REQUIRED ACTION ▸ Reproduce what is written in the records below exactly, and leave out the images.

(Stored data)
[Start of Attachment]

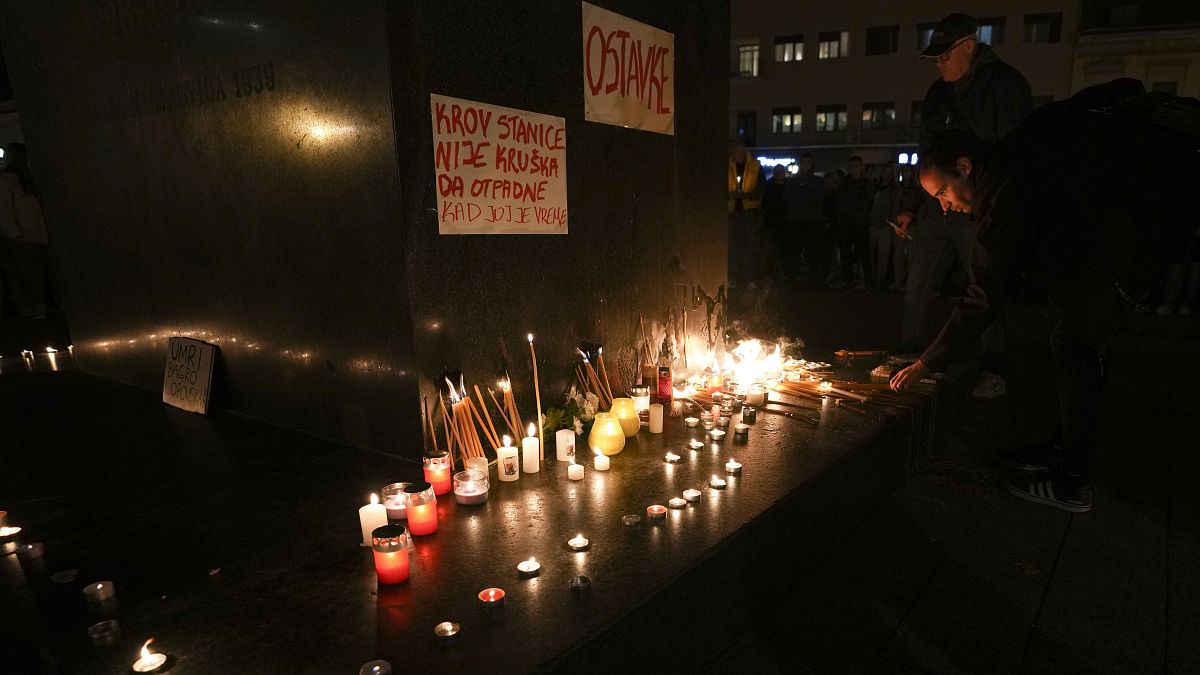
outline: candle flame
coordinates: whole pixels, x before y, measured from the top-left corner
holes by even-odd
[[[530,558],[530,559],[529,559],[529,562],[530,562],[530,564],[533,564],[533,565],[536,565],[536,564],[537,564],[537,560],[535,560],[535,559],[533,559],[533,558]]]
[[[154,642],[154,638],[150,638],[149,640],[146,640],[146,644],[142,645],[141,657],[143,659],[150,658],[150,653],[151,653],[150,652],[150,643],[151,642]]]
[[[496,386],[500,387],[500,391],[508,391],[509,387],[511,387],[512,385],[509,384],[507,379],[504,379],[504,380],[500,380],[500,381],[496,382]]]
[[[512,445],[512,438],[510,438],[510,437],[508,437],[508,436],[505,436],[505,437],[504,437],[503,439],[501,439],[501,440],[503,440],[503,441],[504,441],[504,447],[506,447],[506,448]]]
[[[579,352],[579,356],[580,356],[580,358],[583,359],[584,363],[591,363],[591,360],[588,359],[587,352],[583,351],[582,349],[580,349],[578,347],[575,348],[575,351]]]
[[[530,333],[526,339],[529,340],[529,344],[533,344],[533,333]]]
[[[525,433],[528,434],[530,438],[533,438],[535,435],[537,435],[537,427],[533,425],[533,422],[529,423],[529,428],[526,429]]]
[[[821,384],[817,385],[817,388],[821,391],[831,391],[833,389],[833,385],[828,382],[822,382]]]
[[[374,492],[371,493],[371,503],[372,504],[379,503],[379,495],[375,494]]]
[[[600,448],[592,448],[592,452],[596,453],[597,457],[600,456]]]

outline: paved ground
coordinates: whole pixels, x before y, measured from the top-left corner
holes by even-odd
[[[829,295],[780,315],[834,345],[804,310]],[[899,316],[898,296],[842,295]],[[1051,429],[1051,325],[1010,308],[1008,395],[973,403],[945,456],[798,571],[713,672],[1200,672],[1200,320],[1136,317],[1114,349],[1095,509],[1077,515],[1010,497],[989,459]]]

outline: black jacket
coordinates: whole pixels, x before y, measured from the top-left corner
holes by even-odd
[[[998,141],[1033,109],[1029,82],[1016,68],[979,45],[971,70],[956,82],[938,78],[921,106],[921,144],[947,129],[965,129]]]
[[[932,370],[983,333],[1018,275],[1102,349],[1128,299],[1196,229],[1200,155],[1159,127],[1098,111],[1097,89],[1039,108],[973,159],[972,268],[986,302],[955,307],[921,357]]]

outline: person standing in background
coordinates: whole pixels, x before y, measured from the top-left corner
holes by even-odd
[[[899,245],[901,239],[892,236],[888,222],[892,220],[892,202],[900,184],[896,182],[895,170],[888,162],[879,169],[875,180],[875,195],[871,203],[871,259],[874,262],[871,282],[882,286],[887,280],[888,263],[892,258],[892,243]]]
[[[983,142],[995,142],[1016,129],[1033,108],[1029,82],[1017,69],[1004,63],[986,44],[976,39],[978,24],[967,14],[950,14],[938,22],[921,58],[934,62],[938,79],[929,87],[921,108],[921,145],[935,135],[958,129]],[[924,153],[922,153],[924,156]],[[976,225],[966,213],[936,213],[922,210],[916,219],[909,258],[908,287],[902,342],[920,345],[928,340],[925,321],[934,293],[940,286],[938,271],[946,269],[943,258],[956,257],[960,269],[971,278],[970,251],[975,245]],[[913,212],[912,215],[916,215]],[[924,241],[922,241],[924,238]],[[980,337],[980,365],[976,398],[994,398],[1006,390],[1004,382],[1004,324],[995,324]]]
[[[756,288],[762,238],[762,167],[738,138],[729,144],[729,286]]]
[[[787,202],[783,198],[783,186],[787,183],[787,167],[776,164],[771,169],[771,180],[763,190],[763,273],[774,279],[781,275],[785,263]]]
[[[821,283],[825,281],[822,268],[825,274],[829,272],[827,256],[822,263],[817,253],[822,247],[822,229],[826,227],[825,181],[813,173],[813,166],[812,155],[801,155],[799,171],[783,187],[783,200],[788,206],[783,272],[794,281],[800,280],[802,263],[807,258],[809,281]]]
[[[0,172],[0,269],[21,316],[46,318],[46,223],[23,143],[4,148]]]
[[[868,230],[875,186],[863,174],[862,157],[855,155],[846,165],[846,178],[835,196],[837,204],[837,242],[841,253],[842,283],[857,289],[872,281],[871,245]],[[862,281],[856,281],[854,263],[862,268]]]

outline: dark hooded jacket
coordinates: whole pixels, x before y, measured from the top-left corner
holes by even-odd
[[[1196,228],[1200,155],[1160,127],[1097,105],[1104,88],[1039,108],[975,153],[972,268],[983,301],[955,307],[921,356],[933,371],[983,333],[1021,279],[1103,350],[1130,298]]]
[[[947,129],[963,129],[981,141],[998,141],[1017,128],[1033,109],[1029,82],[1016,68],[978,45],[975,61],[962,78],[940,77],[921,107],[921,144]]]

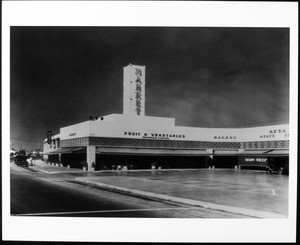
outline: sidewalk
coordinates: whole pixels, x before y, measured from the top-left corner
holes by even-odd
[[[29,168],[35,169],[37,171],[40,171],[42,173],[47,173],[47,174],[57,174],[57,173],[78,173],[78,172],[83,172],[82,169],[78,168],[67,168],[64,166],[58,167],[57,165],[54,166],[53,164],[46,164],[43,160],[35,160],[34,164],[32,166],[29,166]]]

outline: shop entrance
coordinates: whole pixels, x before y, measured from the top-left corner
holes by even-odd
[[[86,161],[86,153],[67,153],[61,154],[63,166],[70,165],[71,168],[81,168],[82,162]]]
[[[96,170],[206,168],[207,156],[96,154]]]
[[[237,162],[237,156],[214,156],[213,158],[215,168],[234,168]]]

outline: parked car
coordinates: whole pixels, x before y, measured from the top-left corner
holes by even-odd
[[[289,174],[289,165],[288,163],[285,164],[268,164],[266,166],[267,173],[269,174]]]
[[[28,167],[27,156],[24,156],[24,155],[17,155],[17,156],[15,156],[15,164],[17,166]]]

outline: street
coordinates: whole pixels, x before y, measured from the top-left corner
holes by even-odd
[[[76,176],[86,175],[78,173]],[[48,175],[11,163],[11,215],[141,218],[243,218],[200,207],[136,198]],[[245,217],[244,217],[245,218]]]

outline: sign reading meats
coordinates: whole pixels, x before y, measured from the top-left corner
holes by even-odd
[[[283,134],[284,137],[289,137],[290,134],[288,132],[286,132],[286,130],[283,128],[283,129],[273,129],[273,130],[269,130],[269,134],[262,134],[260,135],[259,137],[260,138],[275,138],[276,135],[278,134]]]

[End of Attachment]

EXERCISE RESPONSE ▸
outline: candle flame
coordinates: whole pixels, x before y, measured from the top-left corner
holes by even-odd
[[[530,558],[530,559],[529,559],[529,562],[530,562],[530,564],[533,564],[533,565],[536,565],[536,564],[537,564],[537,560],[535,560],[535,559],[533,559],[533,558]]]
[[[154,642],[154,638],[150,638],[149,640],[146,640],[146,644],[142,645],[141,657],[143,659],[150,658],[150,653],[151,653],[150,652],[150,643],[151,642]]]
[[[496,386],[500,387],[500,391],[508,391],[509,387],[511,387],[512,385],[509,384],[507,379],[504,379],[504,380],[500,380],[500,381],[496,382]]]
[[[512,445],[512,438],[510,438],[510,437],[508,437],[508,436],[505,436],[505,437],[504,437],[503,439],[501,439],[501,440],[503,440],[503,441],[504,441],[504,447],[506,447],[506,448]]]
[[[579,352],[579,356],[580,356],[580,358],[583,359],[584,363],[591,363],[591,360],[588,359],[587,352],[583,351],[582,349],[580,349],[578,347],[575,348],[575,351]]]
[[[530,333],[526,339],[529,340],[529,344],[533,344],[533,333]]]
[[[525,433],[528,434],[530,438],[533,438],[535,435],[537,435],[537,427],[533,425],[533,422],[529,423],[529,428],[526,429]]]
[[[821,384],[817,385],[817,388],[821,391],[831,391],[833,389],[833,385],[828,382],[822,382]]]
[[[374,492],[371,493],[371,503],[372,504],[379,503],[379,495],[375,494]]]
[[[600,448],[592,448],[592,452],[596,453],[597,457],[600,456]]]

outline: paved ground
coordinates: whole pixels, x before y, measured from the top-left corner
holes by even-odd
[[[829,295],[780,315],[834,345],[804,310]],[[899,316],[898,296],[842,295]],[[1051,429],[1051,325],[1010,308],[1008,395],[973,403],[945,456],[798,571],[713,672],[1200,672],[1200,320],[1136,317],[1114,349],[1095,509],[1077,515],[1010,497],[989,459]]]

outline: black jacket
coordinates: whole pixels, x before y, measured from the top-left corner
holes by even-odd
[[[998,141],[1033,109],[1029,82],[1016,68],[979,45],[971,70],[956,82],[938,78],[921,106],[921,144],[947,129],[965,129]]]
[[[932,370],[983,333],[1018,275],[1102,349],[1128,299],[1196,229],[1200,155],[1159,127],[1098,111],[1097,89],[1039,108],[973,159],[972,268],[986,302],[955,307],[921,357]]]

outline: person standing in background
coordinates: whole pixels, x before y, measured from the top-left corner
holes by even-odd
[[[899,245],[901,239],[892,236],[888,222],[892,220],[892,202],[900,184],[896,182],[895,170],[888,162],[879,169],[875,180],[875,195],[871,203],[871,259],[874,262],[871,282],[882,286],[887,280],[888,263],[892,258],[892,243]]]
[[[983,142],[995,142],[1016,129],[1033,108],[1029,82],[1017,69],[1004,63],[986,44],[976,39],[978,24],[967,14],[950,14],[938,22],[921,58],[934,62],[938,79],[929,87],[921,108],[921,145],[935,135],[958,129]],[[924,153],[922,153],[924,156]],[[976,225],[966,213],[936,213],[922,210],[916,219],[909,258],[908,287],[902,342],[920,345],[928,340],[925,321],[934,293],[940,286],[938,271],[946,269],[943,258],[956,257],[960,269],[971,278],[970,251],[975,245]],[[913,212],[912,215],[916,215]],[[924,241],[922,241],[924,238]],[[980,337],[980,365],[976,398],[994,398],[1006,390],[1004,382],[1004,324],[995,324]]]
[[[756,288],[762,238],[762,167],[738,138],[729,144],[729,286]]]
[[[787,202],[783,198],[783,186],[787,183],[787,167],[776,164],[771,169],[771,180],[763,190],[763,273],[774,279],[781,275],[785,263]]]
[[[821,283],[825,281],[822,268],[825,274],[829,272],[827,256],[822,263],[817,253],[822,247],[822,229],[826,227],[825,181],[813,173],[813,166],[812,155],[801,155],[799,171],[783,187],[783,200],[788,206],[783,272],[794,281],[800,280],[802,263],[807,258],[809,281]]]
[[[0,172],[0,269],[21,316],[46,318],[46,223],[23,143],[4,148]]]
[[[868,230],[875,186],[863,174],[862,157],[855,155],[846,165],[846,178],[835,196],[837,204],[837,242],[841,253],[842,283],[857,289],[872,281],[871,245]],[[862,281],[856,281],[854,263],[862,268]]]

outline: dark hooded jacket
coordinates: whole pixels, x before y, measured from the top-left corner
holes by even-odd
[[[1196,228],[1200,155],[1160,127],[1097,105],[1104,88],[1039,108],[975,153],[972,268],[983,301],[955,307],[921,356],[933,371],[983,333],[1021,279],[1103,350],[1130,298]]]
[[[947,129],[963,129],[981,141],[998,141],[1017,128],[1033,109],[1029,82],[1016,68],[978,45],[975,61],[962,78],[940,77],[921,107],[921,144]]]

outline: sidewalk
coordinates: whole pixels, x before y, measured from the top-left corner
holes by even-odd
[[[29,168],[35,169],[37,171],[40,171],[42,173],[47,173],[47,174],[57,174],[57,173],[78,173],[78,172],[83,172],[82,169],[78,168],[67,168],[64,166],[58,167],[57,165],[54,166],[53,164],[46,164],[43,160],[35,160],[34,164],[32,166],[29,166]]]

outline: shop entrance
coordinates: whole pixels, x before y, measured from the top-left corner
holes by even-odd
[[[86,161],[86,153],[67,153],[61,154],[63,166],[70,165],[71,168],[81,168],[82,162]]]
[[[96,170],[206,168],[207,156],[96,154]]]
[[[237,162],[237,156],[214,156],[213,158],[215,168],[234,168]]]

outline: parked car
coordinates: whole pixels, x before y, measured from the top-left corner
holes by even-odd
[[[289,174],[289,165],[288,163],[285,164],[268,164],[266,166],[267,173],[269,174]]]
[[[28,167],[27,156],[24,156],[24,155],[17,155],[17,156],[15,156],[15,164],[17,166]]]

outline: street
coordinates: whole pixels, x before y, measured from the top-left corner
holes by even-odd
[[[76,176],[86,175],[78,173]],[[48,175],[11,163],[11,215],[141,218],[243,218],[200,207],[136,198]],[[245,217],[244,217],[245,218]]]

outline: sign reading meats
coordinates: whole pixels, x before y, measured from the top-left corner
holes by even-odd
[[[283,134],[284,137],[289,137],[290,134],[288,132],[286,132],[286,130],[283,128],[283,129],[273,129],[273,130],[269,130],[269,134],[262,134],[260,135],[259,137],[260,138],[275,138],[276,135],[278,134]]]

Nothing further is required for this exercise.